[Records contained in a dataset]

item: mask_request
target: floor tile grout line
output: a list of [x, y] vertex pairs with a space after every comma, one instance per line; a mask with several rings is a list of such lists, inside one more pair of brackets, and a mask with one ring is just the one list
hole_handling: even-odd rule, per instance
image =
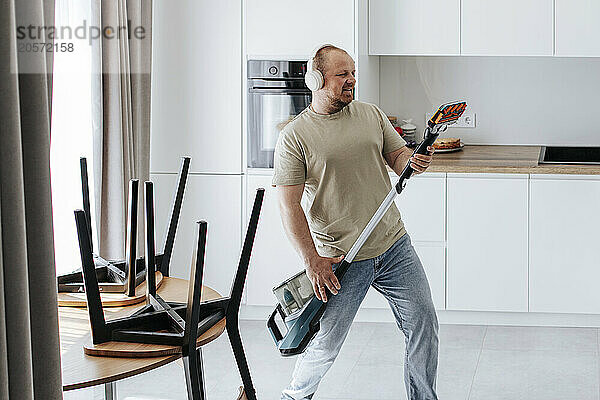
[[475, 383], [475, 376], [477, 376], [477, 368], [479, 368], [479, 361], [481, 360], [481, 354], [483, 353], [483, 344], [485, 343], [485, 337], [487, 336], [488, 326], [486, 325], [485, 331], [483, 332], [483, 339], [481, 340], [481, 348], [479, 349], [479, 355], [477, 356], [477, 363], [475, 364], [475, 370], [473, 371], [473, 378], [471, 379], [471, 385], [469, 386], [469, 393], [467, 394], [467, 400], [471, 398], [471, 392], [473, 391], [473, 385]]
[[[573, 332], [573, 336], [577, 336], [580, 335], [582, 331], [596, 331], [596, 348], [594, 349], [593, 346], [593, 338], [591, 338], [591, 342], [588, 342], [588, 339], [586, 339], [586, 344], [585, 346], [581, 346], [581, 348], [572, 348], [572, 347], [567, 347], [566, 344], [564, 343], [552, 343], [552, 345], [549, 344], [542, 344], [541, 346], [530, 346], [529, 344], [527, 344], [527, 348], [523, 348], [522, 346], [510, 346], [507, 347], [505, 345], [498, 345], [498, 344], [494, 344], [494, 342], [492, 341], [492, 343], [488, 344], [488, 347], [485, 346], [485, 339], [487, 339], [487, 333], [489, 333], [490, 329], [494, 329], [494, 328], [525, 328], [528, 330], [545, 330], [549, 333], [556, 333], [560, 330], [571, 330], [571, 331], [578, 331], [577, 332]], [[499, 332], [500, 335], [502, 336], [502, 332]], [[577, 333], [577, 335], [575, 335], [575, 333]], [[511, 333], [511, 335], [516, 334], [516, 333]], [[506, 339], [506, 338], [505, 338]], [[539, 339], [539, 338], [538, 338]], [[573, 339], [573, 337], [569, 337], [569, 340]], [[503, 339], [504, 340], [504, 339]], [[562, 326], [504, 326], [504, 325], [487, 325], [486, 326], [486, 336], [484, 337], [484, 342], [483, 342], [483, 347], [485, 350], [488, 351], [530, 351], [530, 352], [557, 352], [557, 353], [562, 353], [562, 352], [569, 352], [569, 353], [594, 353], [597, 356], [600, 355], [600, 328], [588, 328], [588, 327], [562, 327]]]
[[[362, 354], [362, 352], [361, 352], [361, 354]], [[348, 371], [348, 376], [346, 376], [346, 379], [344, 380], [344, 383], [342, 384], [342, 386], [346, 386], [346, 382], [348, 382], [348, 379], [350, 379], [350, 377], [352, 376], [352, 371], [354, 371], [354, 368], [356, 368], [356, 366], [358, 365], [359, 358], [360, 358], [360, 356], [358, 356], [358, 358], [356, 359], [354, 364], [352, 364], [352, 368], [350, 368], [350, 370]], [[343, 399], [344, 397], [339, 397], [339, 398]]]
[[[352, 328], [350, 328], [352, 329]], [[368, 343], [371, 341], [371, 338], [373, 338], [375, 336], [377, 329], [373, 329], [373, 331], [369, 334], [368, 339], [365, 340], [365, 343], [360, 346], [361, 350], [359, 351], [356, 360], [352, 363], [352, 366], [350, 367], [350, 369], [348, 370], [348, 374], [344, 379], [344, 383], [342, 384], [342, 387], [345, 386], [345, 383], [348, 381], [348, 379], [350, 379], [350, 376], [352, 375], [352, 371], [354, 371], [354, 369], [356, 368], [356, 366], [358, 365], [358, 361], [360, 360], [361, 356], [363, 355], [363, 353], [366, 351], [367, 347], [368, 347]], [[346, 340], [344, 340], [344, 344], [346, 343]], [[343, 349], [343, 345], [342, 345], [342, 349]], [[335, 361], [334, 361], [335, 363]], [[326, 375], [327, 376], [327, 375]], [[317, 389], [317, 392], [319, 390]], [[318, 398], [318, 397], [317, 397]], [[333, 396], [334, 399], [343, 399], [344, 397], [338, 397], [338, 396]]]
[[[387, 322], [385, 324], [388, 324]], [[394, 325], [396, 328], [398, 328], [398, 326], [393, 323], [390, 322], [389, 324]], [[377, 325], [377, 324], [376, 324]], [[361, 346], [361, 351], [359, 352], [358, 356], [356, 357], [356, 361], [354, 361], [354, 363], [352, 364], [352, 367], [349, 369], [348, 371], [348, 375], [345, 378], [344, 384], [348, 381], [348, 379], [350, 379], [350, 377], [352, 376], [352, 373], [354, 372], [354, 370], [359, 367], [358, 363], [360, 361], [360, 359], [362, 358], [362, 355], [367, 351], [368, 347], [369, 347], [369, 343], [371, 342], [371, 340], [376, 336], [377, 334], [377, 328], [373, 329], [373, 332], [369, 335], [369, 339], [365, 341], [365, 344], [363, 344]], [[397, 334], [401, 335], [402, 337], [404, 337], [403, 333], [398, 330]], [[345, 385], [342, 385], [345, 386]], [[337, 397], [334, 396], [335, 399], [346, 399], [347, 397]]]
[[[362, 346], [362, 347], [363, 347], [363, 349], [358, 354], [358, 357], [356, 357], [356, 361], [354, 361], [354, 363], [352, 364], [352, 367], [350, 367], [350, 369], [348, 370], [348, 374], [347, 374], [347, 376], [344, 379], [344, 383], [342, 384], [342, 388], [345, 386], [345, 384], [348, 381], [348, 379], [350, 379], [350, 376], [352, 375], [352, 371], [354, 371], [354, 368], [356, 368], [356, 365], [358, 364], [358, 360], [360, 359], [360, 356], [365, 351], [366, 345]], [[327, 376], [327, 375], [325, 375], [325, 376]], [[319, 386], [320, 386], [320, 384], [319, 384]], [[318, 394], [318, 391], [319, 391], [319, 389], [317, 389], [317, 392], [315, 394]], [[343, 399], [344, 398], [344, 397], [338, 397], [337, 395], [330, 396], [330, 397], [332, 397], [334, 399]], [[317, 398], [319, 398], [319, 397], [317, 396]]]
[[[349, 399], [358, 399], [358, 398], [360, 398], [360, 399], [366, 400], [366, 399], [372, 399], [371, 396], [373, 396], [375, 394], [375, 392], [373, 392], [370, 395], [367, 394], [364, 397], [355, 397], [355, 396], [359, 395], [359, 393], [358, 392], [356, 392], [356, 393], [350, 392], [350, 393], [353, 393], [353, 394], [351, 394], [351, 396], [341, 397], [344, 394], [343, 393], [343, 391], [345, 390], [344, 387], [347, 385], [347, 383], [350, 381], [350, 379], [353, 378], [354, 370], [357, 370], [357, 374], [355, 376], [356, 378], [360, 378], [360, 376], [362, 376], [362, 369], [361, 369], [362, 368], [362, 364], [360, 364], [360, 359], [363, 358], [366, 354], [369, 354], [369, 352], [371, 352], [373, 350], [371, 348], [372, 342], [376, 341], [378, 339], [380, 332], [383, 333], [383, 330], [380, 330], [380, 329], [369, 329], [368, 325], [370, 325], [370, 323], [367, 323], [367, 325], [364, 326], [364, 328], [366, 328], [364, 331], [362, 331], [363, 327], [361, 327], [361, 331], [362, 332], [358, 332], [359, 333], [358, 339], [362, 338], [362, 342], [357, 342], [357, 343], [353, 344], [352, 357], [349, 357], [347, 360], [345, 360], [345, 362], [347, 362], [347, 364], [344, 367], [344, 371], [342, 371], [344, 373], [340, 374], [342, 379], [340, 379], [339, 382], [338, 382], [337, 379], [335, 381], [335, 382], [337, 382], [336, 383], [336, 389], [339, 387], [339, 388], [341, 388], [342, 392], [337, 392], [337, 393], [335, 393], [333, 395], [326, 395], [325, 396], [326, 399], [329, 399], [329, 400], [339, 400], [341, 398], [344, 398], [344, 399], [349, 400]], [[387, 325], [395, 325], [395, 324], [394, 323], [385, 323], [385, 325], [386, 326], [384, 328], [385, 328], [386, 336], [388, 336], [388, 328], [390, 328], [390, 327], [387, 326]], [[378, 328], [381, 327], [381, 324], [378, 324], [377, 327]], [[264, 329], [264, 328], [262, 328], [262, 324], [261, 324], [260, 328], [261, 328], [260, 332], [262, 332], [263, 329]], [[549, 327], [549, 328], [556, 328], [556, 327]], [[479, 396], [481, 396], [483, 394], [482, 390], [481, 390], [482, 389], [482, 386], [481, 386], [482, 378], [484, 378], [484, 376], [487, 377], [487, 371], [488, 371], [488, 363], [487, 362], [490, 361], [490, 360], [491, 361], [495, 360], [495, 354], [494, 354], [494, 352], [507, 352], [507, 351], [508, 352], [521, 352], [521, 351], [524, 350], [524, 349], [519, 349], [519, 348], [509, 349], [509, 350], [504, 349], [504, 348], [496, 348], [496, 349], [490, 348], [490, 346], [494, 346], [495, 344], [497, 345], [496, 342], [497, 342], [498, 338], [496, 336], [497, 336], [498, 332], [496, 331], [496, 327], [493, 326], [493, 325], [482, 325], [481, 328], [478, 329], [478, 335], [477, 335], [477, 337], [479, 336], [479, 334], [481, 334], [481, 329], [483, 329], [483, 334], [482, 334], [482, 339], [479, 339], [480, 340], [480, 349], [479, 349], [478, 355], [476, 356], [477, 357], [476, 358], [476, 365], [474, 366], [474, 371], [472, 372], [472, 379], [471, 379], [471, 382], [469, 382], [469, 388], [466, 388], [466, 383], [467, 382], [465, 382], [464, 388], [467, 389], [467, 396], [461, 397], [461, 398], [475, 399], [476, 397], [479, 397]], [[600, 358], [598, 357], [598, 354], [600, 354], [600, 328], [594, 328], [593, 330], [587, 330], [587, 331], [586, 330], [578, 330], [578, 331], [579, 331], [579, 333], [581, 333], [583, 335], [582, 337], [585, 339], [585, 342], [587, 343], [587, 345], [585, 347], [585, 350], [577, 350], [576, 352], [579, 353], [581, 351], [582, 353], [586, 353], [586, 356], [587, 356], [588, 354], [591, 355], [590, 352], [593, 351], [594, 355], [595, 355], [594, 360], [590, 360], [591, 364], [588, 364], [589, 368], [592, 368], [591, 370], [589, 370], [590, 375], [587, 375], [587, 374], [586, 375], [588, 377], [590, 377], [591, 379], [593, 379], [593, 366], [596, 366], [596, 377], [597, 377], [596, 379], [597, 379], [597, 381], [593, 382], [591, 380], [588, 380], [586, 382], [586, 385], [589, 385], [588, 389], [590, 390], [590, 392], [588, 392], [588, 393], [590, 393], [590, 394], [593, 394], [594, 392], [597, 393], [596, 397], [593, 397], [593, 395], [592, 395], [591, 398], [598, 400], [598, 399], [600, 399]], [[593, 350], [593, 332], [594, 331], [596, 332], [596, 350]], [[389, 334], [391, 334], [391, 333], [392, 332], [389, 332]], [[393, 333], [397, 334], [399, 336], [402, 336], [402, 333], [400, 333], [397, 329], [394, 329]], [[469, 332], [469, 336], [473, 337], [473, 335], [471, 333], [472, 333], [472, 331]], [[504, 336], [503, 332], [500, 332], [500, 333], [501, 333], [501, 336]], [[558, 337], [560, 339], [560, 343], [557, 342], [557, 344], [562, 344], [564, 346], [564, 345], [567, 345], [568, 343], [570, 343], [572, 341], [572, 339], [576, 339], [576, 337], [571, 336], [572, 332], [569, 331], [567, 333], [568, 333], [568, 335], [566, 336], [566, 339], [562, 338], [562, 336]], [[490, 335], [491, 339], [490, 339], [490, 343], [488, 343], [488, 347], [486, 347], [485, 346], [485, 342], [487, 340], [487, 335], [488, 334]], [[268, 337], [268, 334], [266, 332], [265, 332], [265, 335], [267, 336], [268, 341], [263, 341], [263, 340], [255, 341], [255, 344], [257, 344], [257, 346], [255, 346], [252, 351], [250, 351], [249, 348], [247, 349], [248, 350], [248, 353], [247, 353], [248, 356], [250, 356], [250, 353], [254, 353], [255, 356], [256, 356], [256, 354], [259, 353], [256, 350], [260, 350], [260, 349], [263, 349], [263, 348], [266, 349], [267, 347], [265, 346], [265, 344], [269, 345], [268, 346], [269, 349], [271, 348], [271, 346], [272, 346], [271, 338]], [[514, 335], [516, 335], [516, 336], [514, 336]], [[255, 334], [250, 335], [249, 338], [248, 338], [248, 340], [244, 340], [244, 345], [250, 345], [250, 342], [253, 342], [251, 338], [256, 337], [256, 336], [258, 336], [258, 335], [255, 335]], [[461, 335], [461, 336], [463, 336], [463, 335]], [[514, 340], [515, 338], [518, 338], [518, 337], [519, 337], [519, 331], [515, 331], [513, 333], [513, 336], [507, 337], [505, 339]], [[551, 338], [552, 338], [552, 342], [551, 343], [554, 343], [554, 337], [552, 336]], [[357, 339], [357, 337], [355, 337], [355, 339]], [[459, 338], [459, 339], [462, 340], [462, 339], [466, 339], [466, 338]], [[228, 354], [229, 354], [230, 353], [230, 349], [229, 349], [229, 346], [228, 346], [229, 344], [226, 343], [227, 339], [223, 338], [222, 340], [224, 340], [224, 342], [222, 344], [224, 344], [226, 346], [223, 347], [223, 348], [221, 348], [221, 346], [217, 346], [217, 347], [219, 347], [220, 351], [227, 351]], [[456, 343], [456, 342], [454, 342], [454, 343]], [[475, 343], [476, 342], [471, 341], [470, 347], [473, 350], [477, 350], [477, 347], [473, 346]], [[539, 348], [537, 350], [528, 349], [528, 351], [534, 352], [534, 353], [547, 353], [548, 351], [552, 352], [552, 349], [546, 348], [551, 343], [550, 342], [549, 343], [545, 343], [544, 342], [544, 343], [542, 343], [544, 345], [544, 348]], [[359, 346], [355, 347], [356, 344], [359, 344]], [[574, 345], [574, 343], [571, 343], [571, 345]], [[557, 349], [554, 349], [554, 350], [557, 350], [559, 353], [563, 353], [564, 351], [572, 352], [571, 350], [567, 350], [566, 347], [563, 348], [563, 346], [561, 346], [560, 348], [558, 348], [558, 350]], [[207, 349], [208, 348], [209, 347], [207, 347]], [[276, 353], [275, 355], [277, 355], [277, 356], [279, 355], [278, 352], [274, 348], [272, 350]], [[484, 360], [486, 362], [484, 362], [483, 364], [481, 364], [481, 360], [483, 359], [483, 350], [487, 351], [486, 352], [486, 359]], [[380, 350], [376, 350], [376, 351], [380, 351]], [[383, 350], [383, 351], [386, 351], [386, 350]], [[378, 355], [378, 354], [379, 353], [374, 353], [373, 355]], [[473, 354], [474, 354], [473, 352], [471, 352], [470, 354], [471, 354], [472, 358], [475, 358], [475, 356], [473, 356]], [[206, 355], [208, 356], [208, 352], [206, 353]], [[217, 353], [213, 353], [213, 357], [216, 356], [216, 355], [217, 355]], [[356, 358], [354, 358], [354, 357], [356, 357]], [[352, 360], [352, 358], [354, 358], [354, 360]], [[472, 362], [472, 358], [471, 358], [471, 362]], [[586, 360], [587, 360], [587, 358], [586, 358]], [[206, 361], [209, 361], [209, 357], [206, 358]], [[234, 362], [232, 355], [231, 355], [231, 362]], [[171, 364], [171, 365], [173, 365], [173, 364]], [[470, 364], [470, 365], [472, 366], [472, 364]], [[482, 369], [483, 375], [481, 373], [479, 373], [479, 367], [480, 366], [483, 366], [482, 367], [483, 368]], [[251, 365], [251, 368], [252, 368], [252, 365]], [[256, 371], [256, 374], [258, 374], [258, 375], [261, 374], [261, 373], [258, 372], [259, 370], [261, 370], [261, 368], [263, 368], [263, 367], [259, 367], [259, 369]], [[177, 369], [177, 371], [170, 370], [169, 375], [172, 375], [173, 373], [177, 373], [178, 376], [179, 376], [179, 374], [182, 374], [182, 372], [181, 372], [181, 370], [179, 368], [176, 368], [176, 369]], [[263, 370], [263, 371], [267, 371], [267, 370]], [[235, 375], [235, 377], [234, 377], [234, 375]], [[230, 383], [234, 382], [237, 385], [239, 377], [237, 376], [237, 372], [236, 371], [234, 371], [234, 375], [227, 375], [227, 376], [219, 377], [218, 379], [211, 380], [213, 382], [212, 385], [217, 385], [218, 386], [218, 385], [221, 384], [221, 382], [223, 382], [223, 383], [225, 383], [225, 382], [230, 382]], [[254, 376], [254, 374], [252, 374], [252, 375], [253, 375], [252, 378], [254, 380], [255, 376]], [[232, 378], [235, 378], [235, 379], [232, 379]], [[465, 376], [465, 378], [468, 381], [468, 375]], [[227, 380], [227, 379], [229, 379], [229, 380]], [[352, 379], [352, 381], [354, 381], [354, 380], [355, 379]], [[474, 385], [475, 380], [478, 380], [480, 382], [480, 386], [478, 386], [478, 390], [474, 392], [473, 389], [475, 388], [475, 385]], [[596, 385], [597, 385], [596, 389], [593, 388], [593, 384], [594, 383], [596, 383]], [[208, 388], [208, 384], [209, 384], [209, 381], [207, 381], [207, 389], [209, 389]], [[229, 384], [227, 386], [231, 386], [231, 385]], [[207, 392], [210, 392], [210, 389]], [[123, 394], [125, 394], [125, 392]], [[130, 395], [130, 394], [131, 393], [127, 392], [127, 395]], [[97, 398], [97, 397], [95, 397], [97, 395], [102, 395], [102, 394], [99, 393], [99, 392], [94, 392], [92, 396], [94, 396], [94, 398]], [[222, 395], [222, 393], [219, 392], [219, 395]], [[475, 395], [477, 395], [477, 396], [475, 396]], [[92, 397], [92, 396], [90, 396], [90, 397]], [[77, 397], [77, 398], [73, 397], [72, 400], [76, 400], [76, 399], [79, 400], [80, 398], [83, 400], [83, 397]], [[210, 396], [210, 394], [209, 394], [209, 398], [212, 398], [212, 396]], [[217, 397], [217, 398], [223, 398], [223, 397]], [[320, 398], [320, 397], [316, 397], [316, 398]]]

### GOAL OF THE EXERCISE:
Please copy only the lines between the first line of the entries and the line with "hole_handling: even-odd rule, per instance", keeping those two end lines as well, exactly as written.

### RESULT FOR THIS EXERCISE:
item: mask_request
target: floor tile grout line
output: a list of [x, y] vertex pairs with a space after every comma, one instance per line; a mask with several rings is a list of such lists, inside one more pair of brackets, and a mask with one ring is just the one list
hole_handling: even-odd rule, per instance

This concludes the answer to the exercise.